-- WHAT THE TASK ASKS --
Below are records; copy exactly the line containing "of the overcast" and every line after it, through the last.

(SUPPLIED DATA begins)

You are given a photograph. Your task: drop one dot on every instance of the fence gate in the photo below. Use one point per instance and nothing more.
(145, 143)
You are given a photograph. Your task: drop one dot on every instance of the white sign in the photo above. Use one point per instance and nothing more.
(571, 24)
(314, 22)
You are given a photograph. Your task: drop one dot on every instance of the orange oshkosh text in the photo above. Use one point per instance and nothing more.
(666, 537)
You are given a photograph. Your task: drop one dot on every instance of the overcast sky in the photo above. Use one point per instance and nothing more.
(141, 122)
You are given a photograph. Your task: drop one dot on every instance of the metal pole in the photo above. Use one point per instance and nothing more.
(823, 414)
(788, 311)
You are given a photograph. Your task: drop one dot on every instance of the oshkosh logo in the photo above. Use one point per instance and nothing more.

(SUPPLIED DATA ends)

-- RESULT OF THE TASK --
You are given a photograph. Your task: drop one dot on every instance of the overcast sky in the photo above. Use one point per instance and nothing more.
(141, 122)
You are given a photograph. Your task: drop one dot on every instance of the metal pole in the photo above. Use one point per instance and nothing more.
(823, 414)
(788, 311)
You are given a photograph. Your task: drop one dot on every instance of the oshkosh logo in the photo above. Use one point per instance and nothing more.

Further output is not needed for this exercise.